DIRECTIONS FOR THIS TASK: Find the line containing "point(565, 145)" in the entries below. Restate it and each line after it, word for word, up to and including the line containing "point(554, 329)".

Items from a data source:

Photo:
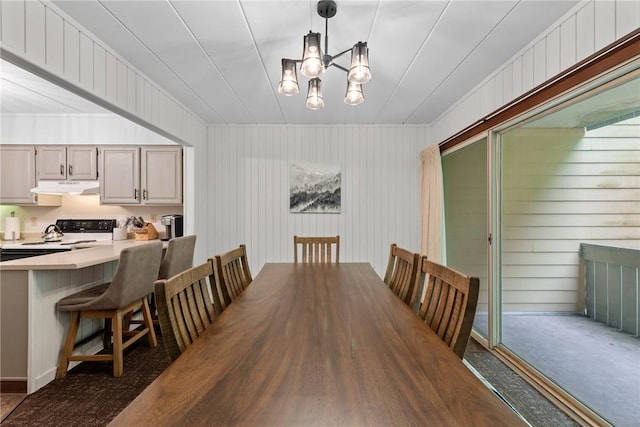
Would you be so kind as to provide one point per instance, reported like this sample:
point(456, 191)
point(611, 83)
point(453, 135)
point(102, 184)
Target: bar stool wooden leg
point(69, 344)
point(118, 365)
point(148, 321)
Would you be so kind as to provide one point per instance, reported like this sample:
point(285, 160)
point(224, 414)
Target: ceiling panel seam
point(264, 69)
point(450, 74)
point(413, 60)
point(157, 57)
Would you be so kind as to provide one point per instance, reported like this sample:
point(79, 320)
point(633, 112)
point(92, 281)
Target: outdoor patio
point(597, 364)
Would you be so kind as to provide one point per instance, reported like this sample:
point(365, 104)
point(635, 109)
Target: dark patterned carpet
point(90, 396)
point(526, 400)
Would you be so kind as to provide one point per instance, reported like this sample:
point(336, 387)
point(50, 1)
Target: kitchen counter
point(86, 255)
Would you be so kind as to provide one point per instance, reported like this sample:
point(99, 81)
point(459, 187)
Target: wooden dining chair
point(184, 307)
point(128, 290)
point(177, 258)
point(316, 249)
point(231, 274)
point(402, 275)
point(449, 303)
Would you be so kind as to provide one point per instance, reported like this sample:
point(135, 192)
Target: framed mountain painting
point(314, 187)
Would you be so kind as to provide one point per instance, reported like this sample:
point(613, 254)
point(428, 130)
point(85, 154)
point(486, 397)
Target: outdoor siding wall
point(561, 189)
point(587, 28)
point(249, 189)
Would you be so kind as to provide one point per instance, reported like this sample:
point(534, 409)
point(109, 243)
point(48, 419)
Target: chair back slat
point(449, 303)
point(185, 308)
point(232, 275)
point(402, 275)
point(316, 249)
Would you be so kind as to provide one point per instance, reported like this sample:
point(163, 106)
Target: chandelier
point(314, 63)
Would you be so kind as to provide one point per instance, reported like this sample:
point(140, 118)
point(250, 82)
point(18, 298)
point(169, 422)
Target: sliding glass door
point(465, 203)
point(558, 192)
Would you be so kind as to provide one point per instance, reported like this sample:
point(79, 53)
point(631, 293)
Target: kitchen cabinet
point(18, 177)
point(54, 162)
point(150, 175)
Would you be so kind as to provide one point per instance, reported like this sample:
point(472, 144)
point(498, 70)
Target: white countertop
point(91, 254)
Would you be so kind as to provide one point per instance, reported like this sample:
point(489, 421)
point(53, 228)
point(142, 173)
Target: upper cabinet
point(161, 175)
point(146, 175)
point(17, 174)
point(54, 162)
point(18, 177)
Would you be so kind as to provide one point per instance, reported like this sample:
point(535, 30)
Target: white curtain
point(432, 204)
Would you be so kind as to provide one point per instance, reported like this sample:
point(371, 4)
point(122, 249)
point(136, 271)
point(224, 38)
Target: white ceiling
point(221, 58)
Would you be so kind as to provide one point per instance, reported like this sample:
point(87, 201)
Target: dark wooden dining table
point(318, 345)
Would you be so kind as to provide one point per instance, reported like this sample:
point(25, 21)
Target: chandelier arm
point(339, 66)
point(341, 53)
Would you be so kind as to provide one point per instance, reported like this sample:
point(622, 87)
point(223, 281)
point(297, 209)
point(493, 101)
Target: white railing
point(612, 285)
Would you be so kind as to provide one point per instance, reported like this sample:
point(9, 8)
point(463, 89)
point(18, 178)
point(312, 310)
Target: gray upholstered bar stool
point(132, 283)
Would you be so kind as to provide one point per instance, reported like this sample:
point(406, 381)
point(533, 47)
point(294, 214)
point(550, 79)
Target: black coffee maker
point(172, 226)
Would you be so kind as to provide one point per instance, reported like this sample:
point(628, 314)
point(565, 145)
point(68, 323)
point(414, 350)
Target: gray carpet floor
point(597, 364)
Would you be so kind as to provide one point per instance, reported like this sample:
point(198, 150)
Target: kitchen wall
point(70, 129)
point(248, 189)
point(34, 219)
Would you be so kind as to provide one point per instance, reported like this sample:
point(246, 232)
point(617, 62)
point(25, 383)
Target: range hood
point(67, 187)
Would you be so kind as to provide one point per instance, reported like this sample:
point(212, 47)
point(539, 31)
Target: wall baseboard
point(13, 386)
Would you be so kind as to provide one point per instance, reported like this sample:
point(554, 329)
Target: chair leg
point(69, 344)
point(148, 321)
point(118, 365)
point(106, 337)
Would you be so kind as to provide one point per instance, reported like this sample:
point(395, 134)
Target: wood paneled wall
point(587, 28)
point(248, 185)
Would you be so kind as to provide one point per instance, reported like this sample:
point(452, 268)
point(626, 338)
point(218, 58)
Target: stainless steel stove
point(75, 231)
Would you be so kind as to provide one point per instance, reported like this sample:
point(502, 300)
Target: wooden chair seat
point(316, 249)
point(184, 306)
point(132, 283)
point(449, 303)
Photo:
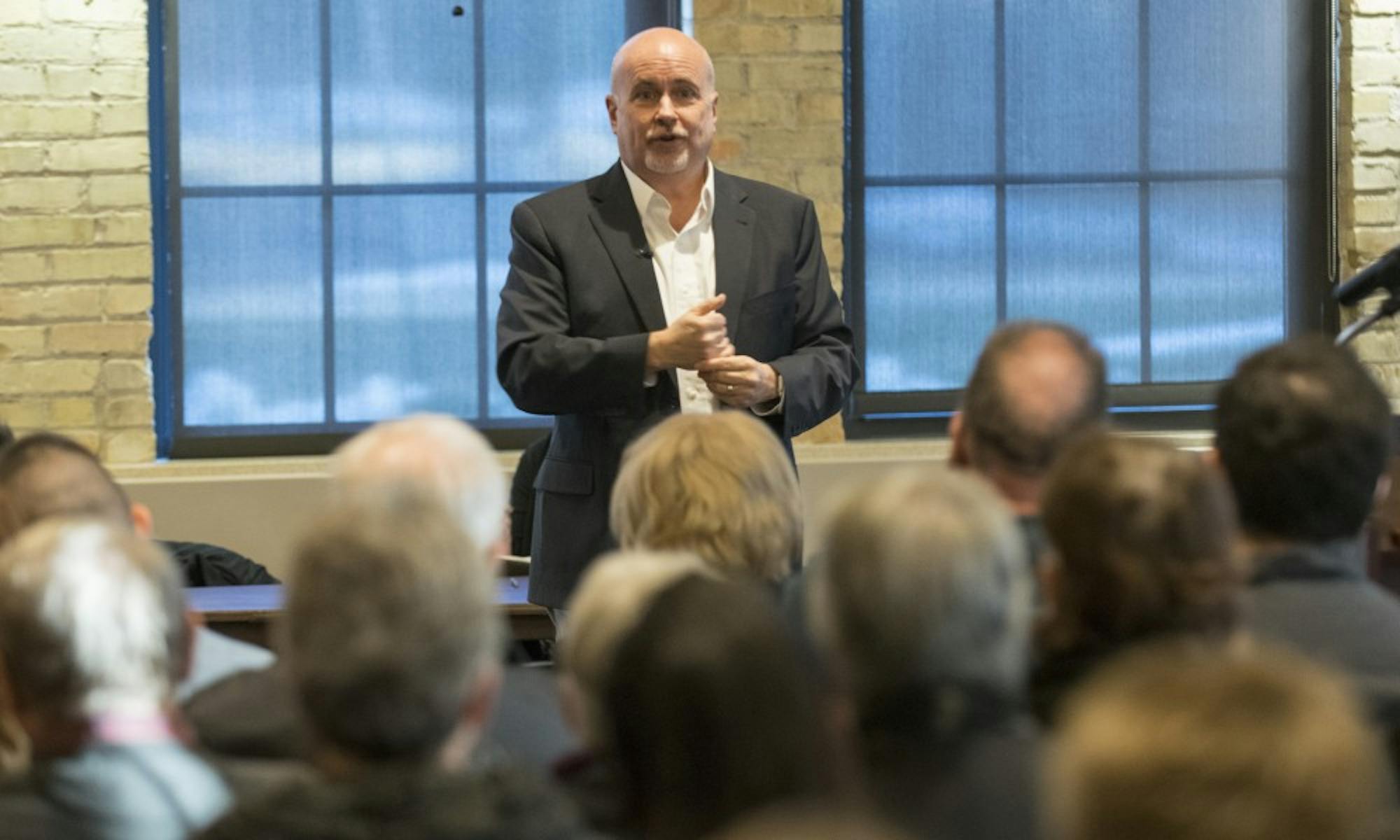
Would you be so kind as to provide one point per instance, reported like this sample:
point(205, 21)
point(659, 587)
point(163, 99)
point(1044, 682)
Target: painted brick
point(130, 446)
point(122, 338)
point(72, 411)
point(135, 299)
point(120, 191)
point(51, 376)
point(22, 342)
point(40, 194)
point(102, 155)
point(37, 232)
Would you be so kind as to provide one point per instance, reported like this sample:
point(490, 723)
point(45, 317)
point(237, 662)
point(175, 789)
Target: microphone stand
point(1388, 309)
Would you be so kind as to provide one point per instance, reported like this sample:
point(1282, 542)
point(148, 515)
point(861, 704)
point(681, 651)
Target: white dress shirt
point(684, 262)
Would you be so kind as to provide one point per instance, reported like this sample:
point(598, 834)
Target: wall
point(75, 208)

---

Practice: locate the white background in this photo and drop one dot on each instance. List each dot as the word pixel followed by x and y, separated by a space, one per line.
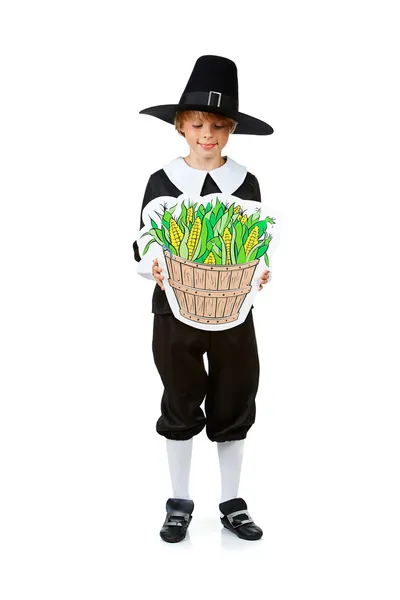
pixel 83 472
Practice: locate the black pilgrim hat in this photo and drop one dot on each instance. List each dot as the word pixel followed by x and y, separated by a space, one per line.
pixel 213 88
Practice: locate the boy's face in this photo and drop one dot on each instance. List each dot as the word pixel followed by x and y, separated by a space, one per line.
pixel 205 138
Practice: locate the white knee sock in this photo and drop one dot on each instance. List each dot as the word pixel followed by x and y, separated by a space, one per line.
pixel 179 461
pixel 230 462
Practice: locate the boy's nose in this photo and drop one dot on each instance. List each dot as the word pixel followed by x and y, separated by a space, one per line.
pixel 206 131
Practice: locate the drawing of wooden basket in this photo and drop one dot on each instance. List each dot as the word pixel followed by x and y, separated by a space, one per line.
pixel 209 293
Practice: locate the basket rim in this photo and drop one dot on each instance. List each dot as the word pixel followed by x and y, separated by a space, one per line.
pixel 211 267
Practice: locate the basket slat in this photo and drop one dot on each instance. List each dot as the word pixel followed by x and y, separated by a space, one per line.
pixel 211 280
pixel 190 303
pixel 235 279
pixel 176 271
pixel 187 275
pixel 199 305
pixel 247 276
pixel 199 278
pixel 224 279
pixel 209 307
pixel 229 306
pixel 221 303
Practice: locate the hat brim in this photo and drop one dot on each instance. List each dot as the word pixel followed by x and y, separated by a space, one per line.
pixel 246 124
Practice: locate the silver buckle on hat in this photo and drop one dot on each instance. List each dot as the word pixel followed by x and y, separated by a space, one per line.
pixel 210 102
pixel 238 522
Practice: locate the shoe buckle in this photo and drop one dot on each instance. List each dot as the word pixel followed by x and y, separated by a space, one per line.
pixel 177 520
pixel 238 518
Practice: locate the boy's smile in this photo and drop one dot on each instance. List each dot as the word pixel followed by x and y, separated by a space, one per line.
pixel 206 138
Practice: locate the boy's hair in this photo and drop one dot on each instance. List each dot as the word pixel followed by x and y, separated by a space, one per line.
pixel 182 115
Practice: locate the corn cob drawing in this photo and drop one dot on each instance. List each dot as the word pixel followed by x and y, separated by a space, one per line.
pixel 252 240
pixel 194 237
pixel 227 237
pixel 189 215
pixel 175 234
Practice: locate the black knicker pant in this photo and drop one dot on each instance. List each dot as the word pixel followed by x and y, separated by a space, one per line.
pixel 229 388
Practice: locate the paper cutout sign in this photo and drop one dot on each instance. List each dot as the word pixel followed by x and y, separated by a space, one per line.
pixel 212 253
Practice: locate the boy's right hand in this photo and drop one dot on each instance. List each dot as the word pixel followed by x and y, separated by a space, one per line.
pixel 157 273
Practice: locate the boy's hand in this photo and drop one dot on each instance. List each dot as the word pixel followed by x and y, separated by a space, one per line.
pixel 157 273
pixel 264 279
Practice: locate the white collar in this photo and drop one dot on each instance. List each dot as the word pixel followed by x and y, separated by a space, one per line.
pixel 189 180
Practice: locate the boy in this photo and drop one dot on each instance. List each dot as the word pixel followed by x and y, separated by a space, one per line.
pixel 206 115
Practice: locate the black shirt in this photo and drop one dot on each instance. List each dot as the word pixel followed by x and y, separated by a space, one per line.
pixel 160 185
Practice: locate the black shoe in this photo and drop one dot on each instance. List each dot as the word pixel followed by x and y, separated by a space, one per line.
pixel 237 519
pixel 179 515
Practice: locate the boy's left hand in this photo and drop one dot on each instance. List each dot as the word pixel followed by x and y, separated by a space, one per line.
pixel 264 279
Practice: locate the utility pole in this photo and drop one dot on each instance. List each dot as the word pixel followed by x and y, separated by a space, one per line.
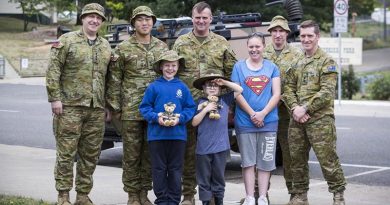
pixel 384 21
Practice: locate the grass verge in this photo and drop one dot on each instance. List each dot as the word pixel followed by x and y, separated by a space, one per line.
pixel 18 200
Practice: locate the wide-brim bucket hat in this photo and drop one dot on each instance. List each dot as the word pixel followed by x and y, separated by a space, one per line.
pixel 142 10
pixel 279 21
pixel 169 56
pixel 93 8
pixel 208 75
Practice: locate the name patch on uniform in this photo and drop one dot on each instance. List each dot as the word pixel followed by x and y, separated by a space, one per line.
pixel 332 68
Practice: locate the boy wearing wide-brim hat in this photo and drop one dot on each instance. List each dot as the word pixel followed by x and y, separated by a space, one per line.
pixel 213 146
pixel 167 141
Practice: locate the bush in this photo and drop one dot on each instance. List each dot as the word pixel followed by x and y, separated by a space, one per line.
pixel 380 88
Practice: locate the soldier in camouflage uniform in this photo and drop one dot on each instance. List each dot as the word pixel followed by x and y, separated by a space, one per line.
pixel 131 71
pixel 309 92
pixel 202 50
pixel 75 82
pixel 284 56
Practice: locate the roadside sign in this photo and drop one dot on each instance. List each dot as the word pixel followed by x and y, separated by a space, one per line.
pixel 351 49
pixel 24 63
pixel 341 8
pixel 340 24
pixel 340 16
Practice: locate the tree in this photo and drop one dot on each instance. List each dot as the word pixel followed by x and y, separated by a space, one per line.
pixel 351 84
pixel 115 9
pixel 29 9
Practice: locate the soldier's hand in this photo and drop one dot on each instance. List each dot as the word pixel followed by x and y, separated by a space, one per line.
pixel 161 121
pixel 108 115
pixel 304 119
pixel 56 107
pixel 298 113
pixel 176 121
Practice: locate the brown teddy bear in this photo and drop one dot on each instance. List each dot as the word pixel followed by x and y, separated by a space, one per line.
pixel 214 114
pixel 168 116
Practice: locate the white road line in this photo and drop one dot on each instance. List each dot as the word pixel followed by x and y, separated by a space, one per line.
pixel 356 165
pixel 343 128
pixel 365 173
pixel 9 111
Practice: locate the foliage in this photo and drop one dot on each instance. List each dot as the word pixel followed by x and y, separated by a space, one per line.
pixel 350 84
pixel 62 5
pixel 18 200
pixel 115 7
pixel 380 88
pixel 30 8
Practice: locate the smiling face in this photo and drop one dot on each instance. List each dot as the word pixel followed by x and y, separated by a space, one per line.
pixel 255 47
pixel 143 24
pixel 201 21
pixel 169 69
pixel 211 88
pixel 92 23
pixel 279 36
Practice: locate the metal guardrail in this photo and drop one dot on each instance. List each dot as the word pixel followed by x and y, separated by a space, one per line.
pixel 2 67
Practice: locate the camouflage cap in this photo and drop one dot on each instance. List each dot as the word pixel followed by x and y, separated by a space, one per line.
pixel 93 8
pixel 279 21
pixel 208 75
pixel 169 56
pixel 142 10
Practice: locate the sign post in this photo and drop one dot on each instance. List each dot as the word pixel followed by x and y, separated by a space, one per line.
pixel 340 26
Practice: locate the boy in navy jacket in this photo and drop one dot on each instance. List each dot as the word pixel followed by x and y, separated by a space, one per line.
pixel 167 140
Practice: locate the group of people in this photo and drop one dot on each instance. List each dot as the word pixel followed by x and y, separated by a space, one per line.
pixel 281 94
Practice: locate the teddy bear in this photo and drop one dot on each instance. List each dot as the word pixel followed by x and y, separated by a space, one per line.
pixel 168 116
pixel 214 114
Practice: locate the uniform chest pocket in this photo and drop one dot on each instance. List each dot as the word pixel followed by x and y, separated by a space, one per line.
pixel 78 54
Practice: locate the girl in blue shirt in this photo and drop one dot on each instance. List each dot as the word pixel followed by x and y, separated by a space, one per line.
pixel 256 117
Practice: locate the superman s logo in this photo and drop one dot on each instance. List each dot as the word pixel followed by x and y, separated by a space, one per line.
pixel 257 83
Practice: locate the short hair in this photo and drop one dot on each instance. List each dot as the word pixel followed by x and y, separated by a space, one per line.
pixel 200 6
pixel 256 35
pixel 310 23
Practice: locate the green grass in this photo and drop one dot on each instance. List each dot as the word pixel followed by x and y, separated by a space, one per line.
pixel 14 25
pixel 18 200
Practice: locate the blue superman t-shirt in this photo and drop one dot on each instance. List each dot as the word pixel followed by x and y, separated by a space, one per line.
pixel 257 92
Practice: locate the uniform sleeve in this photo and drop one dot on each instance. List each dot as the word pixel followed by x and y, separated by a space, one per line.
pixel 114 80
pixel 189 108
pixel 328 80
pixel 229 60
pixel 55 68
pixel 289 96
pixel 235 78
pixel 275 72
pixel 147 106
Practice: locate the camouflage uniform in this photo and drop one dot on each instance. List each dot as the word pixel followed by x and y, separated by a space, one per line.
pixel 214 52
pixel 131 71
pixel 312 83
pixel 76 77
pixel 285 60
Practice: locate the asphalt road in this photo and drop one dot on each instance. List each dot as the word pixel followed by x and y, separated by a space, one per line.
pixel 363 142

RESPONSE AREA:
point(565, 145)
point(68, 323)
point(414, 350)
Target: gray carpet floor
point(597, 364)
Would you be so kind as to provide one point per instance, reported like this sample:
point(198, 150)
Target: kitchen wall
point(70, 129)
point(248, 189)
point(34, 219)
Would you be so kind as to provide one point per instance, reported like this sample:
point(246, 232)
point(617, 62)
point(25, 383)
Target: range hood
point(67, 187)
Would you be so kind as to provide one point per instance, reported like this sample:
point(212, 47)
point(539, 31)
Target: wall baseboard
point(13, 386)
Would you be so kind as to provide one point per instance, reported like this sample:
point(554, 329)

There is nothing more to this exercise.